◆ Página
───

Rebotando en los pasillos de espejos superpuestos de TikTok y YouTube, el revival city pop podría no acabar nunca. Hay algo en esa fiesta eterna de boogie, funk, sintetizadores y AOR adulterado, en la fantasía de noches satinadas sin final cruzando las avenidas salpicadas de neón de una metrópoli japonesa solo posible en la imaginación (ni siquiera en el recuerdo) que se antoja como una forma ideal de escapismo en un mundo cada vez más incierto y hostil. La figura de Taeko Onuki –su apellido también aparece escrito como Ohnuki en las portadas de sus primeros discos y muchas otras fuentes, según la transcripción romaji de 大貫妙子, aunque ella lleva décadas utilizando la versión sin hache– parece ajena a esa burbuja hedonista y cosmopolita (en términos de sonido, pero sobre todo en cuanto a su espíritu e intenciones). Sin embargo, su música desagua en ese caudal inagotable de pop fascinante y ganchos perfectos que muchos y muchas descubrimos con un recopilatorio imprescindible, “Pacific Breeze. Japanese City Pop, AOR & Boogie 1976-1986” (Light In The Attic, 2019).
Conforme se fueron sucediendo a lo largo de los 70 y los 80, los discos de Onuki delataron la intención de acercarse cada vez más a su verdadera voz. Es un viaje que va de la influencia inevitable del jazz pop norteamericano hacia formas más clásicas y estilizadas, abiertas a la chanson, la canción italiana, la bossa nova o incluso la samba, y que desemboca en un tecno-pop de colores vivos forrado en charol. En cada una de esas versiones de sí misma, Onuki brilla como cantante y compositora, pero también como una letrista irresistiblemente original.
Algunas de sus canciones abarcan el amor, el desamor y sus espacios intermedios, pero muchas otras hablan de la ciudad como un alud de cemento que lo engulle todo, definiendo los colores de la tristeza a través de escenas cotidianas, parques, cafeterías y un laberinto de calles solitarias. En ellas persiste el deseo irrenunciable de escapar lejos para poder respirar. O el capricho de dejar volar la imaginación para recrearse en personajes de ficción de películas, tebeos y novelas.
Taeko Onuki nació en 1953 en el distrito Suginami de Tokio. Su padre había pertenecido a la Unidad de Ataques Especiales del ejército imperial (las shimbu-tai, famosas por ser las responsables de los ataques kamikaze de las fuerzas aéreas y la marina), y logró sobrevivir a la Segunda Guerra Mundial. Taeko empezó a escuchar la Far East Network, la estación de radio de las bases militares estadounidenses en Japón, y se obsesionó con The 5th Dimension, The Mamas & The Papas y Carole King siendo una adolescente, cuando empezó a cantar en bandas con compañeros de clase del instituto. Años más tarde conoció al guitarrista Tatsuro Yamashita y juntos formaron Sugar Babe con Kunio Muramatsu (guitarra y voz), Akihiko Noguchi (batería) y Kikuo Wanikawa (bajo).

───

◆ Sección de datos

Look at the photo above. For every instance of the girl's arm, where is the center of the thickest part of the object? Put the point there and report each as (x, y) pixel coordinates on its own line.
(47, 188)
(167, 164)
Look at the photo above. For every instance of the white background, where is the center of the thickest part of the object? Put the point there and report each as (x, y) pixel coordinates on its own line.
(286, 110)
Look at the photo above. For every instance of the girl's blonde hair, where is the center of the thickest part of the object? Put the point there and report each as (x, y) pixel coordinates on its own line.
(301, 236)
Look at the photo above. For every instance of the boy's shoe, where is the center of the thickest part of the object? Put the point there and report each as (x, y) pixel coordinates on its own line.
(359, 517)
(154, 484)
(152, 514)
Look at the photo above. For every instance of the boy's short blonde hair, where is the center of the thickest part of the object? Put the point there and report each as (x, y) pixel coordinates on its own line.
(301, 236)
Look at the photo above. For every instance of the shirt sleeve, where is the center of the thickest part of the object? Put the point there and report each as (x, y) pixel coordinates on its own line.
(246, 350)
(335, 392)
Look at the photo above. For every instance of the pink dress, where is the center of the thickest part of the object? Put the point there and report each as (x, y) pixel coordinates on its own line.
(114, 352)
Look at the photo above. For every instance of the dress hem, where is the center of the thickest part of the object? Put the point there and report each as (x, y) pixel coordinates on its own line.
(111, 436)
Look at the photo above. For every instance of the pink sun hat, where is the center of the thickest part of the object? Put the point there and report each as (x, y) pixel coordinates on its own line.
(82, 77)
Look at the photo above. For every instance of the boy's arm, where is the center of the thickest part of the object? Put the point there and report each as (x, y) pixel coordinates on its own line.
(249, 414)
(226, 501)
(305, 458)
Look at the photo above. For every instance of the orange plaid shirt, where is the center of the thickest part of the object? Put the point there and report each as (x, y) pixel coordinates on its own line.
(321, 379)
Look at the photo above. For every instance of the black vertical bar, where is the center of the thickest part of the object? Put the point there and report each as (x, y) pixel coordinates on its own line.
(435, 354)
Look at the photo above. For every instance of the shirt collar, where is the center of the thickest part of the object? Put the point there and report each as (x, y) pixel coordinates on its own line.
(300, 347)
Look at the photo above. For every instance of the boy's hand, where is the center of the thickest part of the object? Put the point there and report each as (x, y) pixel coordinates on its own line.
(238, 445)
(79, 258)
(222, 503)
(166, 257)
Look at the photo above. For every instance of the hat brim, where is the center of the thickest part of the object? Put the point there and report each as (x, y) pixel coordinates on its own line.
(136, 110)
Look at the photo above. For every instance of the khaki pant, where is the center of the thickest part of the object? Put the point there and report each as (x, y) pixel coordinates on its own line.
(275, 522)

───

◆ Qué hacer
#1 Reproduce del texto sobre Taeko Onuki el fragmento que empieza con "Conforme se fueron" y sigue hasta "letrista irresistiblemente original.".
#2 Por favor, prolonga el texto sobre Taeko Onuki a partir del punto en que se detiene.
El material no tiene relación con el texto sobre Taeko Onuki.

◆ Respuestas por tarea
#1
Conforme se fueron sucediendo a lo largo de los 70 y los 80, los discos de Onuki delataron la intención de acercarse cada vez más a su verdadera voz. Es un viaje que va de la influencia inevitable del jazz pop norteamericano hacia formas más clásicas y estilizadas, abiertas a la chanson, la canción italiana, la bossa nova o incluso la samba, y que desemboca en un tecno-pop de colores vivos forrado en charol. En cada una de esas versiones de sí misma, Onuki brilla como cantante y compositora, pero también como una letrista irresistiblemente original.

#2
Sugar Babe apenas duraron tres años y solo sacaron un disco, titulado lacónicamente “Songs” (Niagara, 1975), pero su huella marcó buena parte del sonido nipón de los 70, nutriendo la eclosión del city pop a finales de la década. Frente al hard rock imperante en los gustos de la juventud de las ciudades japonesas en aquel momento, Sugar Babe recogieron los sonidos más suaves del pop y el soul norteamericanos de los 60 y los 70, mezclándolos con escalas orientales, siguiendo la estela de grupos como Happy End y Tin Pan Alley.
Onuki consiguió un contrato para un primer álbum en solitario, “Grey Skies” (PANAM, 1976), que en gran medida recaló en las mismas aguas que Sugar Babe: un pop detallista y empapado de jazz y soul, llevado en volandas por los arreglos de viento y cuerda, ideados por la propia Onuki con Ryuichi Sakamoto y Haruomi Hosono cuando ellos ni siquiera se habían embarcado en Yellow Magic Orchestra. Fue la primera de muchísimas veces que trabajarían juntos en los discos de ella. Y pronto aquella conjunción de talento sobrenatural dio muestras de algo todavía más grande en “Sunshower” (PANAM, 1977).
Taeko Onuki y Ryuichi Sakamoto compartían la fascinación por todo lo europeo, en especial por las películas de la nouvelle vague y sus bandas sonoras, en contraste con una sociedad japonesa que en su mayoría estaba completamente deslumbrada con la cultura y el imaginario de Norteamérica. En el Japón de aquel momento, aquellos gustos eran algo incluso extravagante, pero ella se recreó en esas referencias para componer las canciones de uno de sus discos más conseguidos, “Mignonne” (PANAM, 1978). Sin embargo, como la misma Taeko confesó al periodista Patrick St. Michel para la Red Bull Music Academy en 2017, acabó detestando aquel álbum por culpa de su productor, Eji Ogura, un crítico musical que había puesto a parir sus discos anteriores, que por alguna razón acabó encargándose de “Mignonne” y que insistió en todo tipo de cambios hasta hacer irreconocibles las canciones a ojos de Onuki. Con todo y con eso, el álbum es una maravilla.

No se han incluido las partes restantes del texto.